課題 1
本文に基づき、次の問いに答えよ。
(a) 直線モデルで配置した円柱形セグメントの直径と長さはいくらか。
(b) 直線モデルの解析で、土壌比抵抗はいくらとしたか。
(c) 解析条件(1)の結果を示すのはどの図か。
課題 2
本文のうち、「(2)未知の解析セグメントを」を含む語句で始まり「離の関数の差は、図に示した。」で終わる部分を、一字一句変えずに出力せよ。

提示文
"""

図7は、中央に折れ部を有する解析モデルである折線モデルの構成及び、このモデルで使用した限定された検討対象物部位での材料分極特性を示したものであり、図8、図9、図10、図11は、それぞれ、解析結果(電位分布及び電流密度分布を共に含む)を示したものである。
【0038】
3−1 直線モデル
図4に、この直線モデルの構成を示す。Φ2cm,長さ10cmの円柱形セグメント(解析セグメントの一例)を直線状に連続体として配置し、10mおきに材料分極特性が既知とした。それぞれの点の材料分極特性を、図4に対応して示した。
この直線モデルの解析において、これまで説明してきた媒質の電気的物性である土壌比抵抗は5000Ω・cmとした。
既知の解析セグメントの材料分極特性から未知の解析セグメントの材料分極特性を得るのに、下記の二つの解析条件を検討対象とした。
(1)全て(4点)の既知の解析セグメントの材料分極特性を使用し、距離の関数を、解析セグメント間の直線距離(このモデルでは接続系統に沿った距離ともなる)の関数とする。
(2)未知の解析セグメントを挟む位置関係にある直近一対の、既知の解析セグメントの材料分極特性のみを使用し、距離の関数を解析セグメント間の直線距離の関数とする。
さらに、これらの解析において、距離の関数としては、距離の1/2乗から距離の3乗に反比例する関数とした(以下、同じ)。これら距離の関数の差は、図に示した。
【0039】
解析結果
(1)の解析条件の結果が、図5である。

"""

保存された記録
"""

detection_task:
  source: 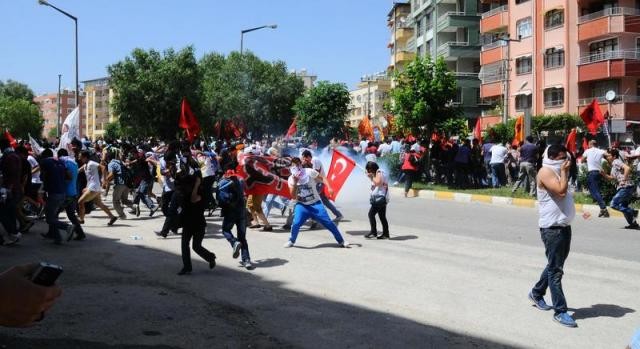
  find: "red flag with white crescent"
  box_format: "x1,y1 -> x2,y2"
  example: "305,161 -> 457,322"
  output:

"""

正答 1
(a) 直径2cm、長さ10cm
(b) 5000Ω・cm
(c) 図5

正答 2
(2)未知の解析セグメントを挟む位置関係にある直近一対の、既知の解析セグメントの材料分極特性のみを使用し、距離の関数を解析セグメント間の直線距離の関数とする。
さらに、これらの解析において、距離の関数としては、距離の1/2乗から距離の3乗に反比例する関数とした(以下、同じ)。これら距離の関数の差は、図に示した。